• Problem description
Find the word "like" in the listing below. Copy every line that has it.
━━ Material provided
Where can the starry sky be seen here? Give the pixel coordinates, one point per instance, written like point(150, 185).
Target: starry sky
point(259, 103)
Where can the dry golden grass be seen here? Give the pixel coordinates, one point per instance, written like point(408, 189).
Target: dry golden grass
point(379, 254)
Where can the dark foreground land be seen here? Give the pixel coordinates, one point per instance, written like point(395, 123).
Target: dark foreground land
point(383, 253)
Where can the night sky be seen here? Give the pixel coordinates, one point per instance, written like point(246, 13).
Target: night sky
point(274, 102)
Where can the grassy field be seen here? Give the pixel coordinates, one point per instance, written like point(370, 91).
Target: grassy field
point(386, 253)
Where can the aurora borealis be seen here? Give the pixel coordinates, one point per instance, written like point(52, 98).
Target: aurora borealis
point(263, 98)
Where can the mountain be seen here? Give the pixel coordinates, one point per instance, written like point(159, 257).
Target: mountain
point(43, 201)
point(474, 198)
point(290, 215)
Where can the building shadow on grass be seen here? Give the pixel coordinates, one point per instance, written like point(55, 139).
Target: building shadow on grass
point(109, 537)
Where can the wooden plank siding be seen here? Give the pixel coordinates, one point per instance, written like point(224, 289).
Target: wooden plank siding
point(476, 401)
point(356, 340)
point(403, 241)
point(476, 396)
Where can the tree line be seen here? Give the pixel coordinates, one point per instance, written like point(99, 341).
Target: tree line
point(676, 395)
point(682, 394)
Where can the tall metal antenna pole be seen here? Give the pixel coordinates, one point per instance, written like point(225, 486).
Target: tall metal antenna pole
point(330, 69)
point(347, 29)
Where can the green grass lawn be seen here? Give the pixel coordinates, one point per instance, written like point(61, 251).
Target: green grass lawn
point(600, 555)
━━━━
• Reply
Where can the starry sky be seen here? Give the pixel coordinates, one point per instance, written like point(150, 185).
Where can the dry golden grass be seen here? Give the pixel coordinates, one point per instance, written like point(408, 189).
Where can the dark foreground land be seen here? Give the pixel coordinates, one point per instance, written like point(395, 123).
Where can the night sky be seen here? Give the pixel coordinates, one point per instance, written like point(246, 13).
Where can the grassy field be seen here? Give the pixel coordinates, one point per instance, written like point(370, 91).
Where can the aurora borealis be seen here? Give the pixel coordinates, one point per instance, written like point(52, 98).
Where can the mountain be seen here? Give the pixel coordinates, one point per instance, written like point(159, 257).
Where can the building shadow on grass be seen here? Give the pixel coordinates, one point per instance, written like point(55, 139).
Where can the wooden plank siding be seen here? Give the pixel coordinates, one point per instance, written like point(224, 289).
Where can the tree line be seen here? Give the pixel coordinates, one point per instance, written like point(99, 341).
Where can the tall metal antenna pole be seen here? Give the pixel coordinates, one point per instance, written like point(225, 486).
Where can the green grass lawn be seen here? Give the pixel coordinates, one point per instance, written like point(61, 251).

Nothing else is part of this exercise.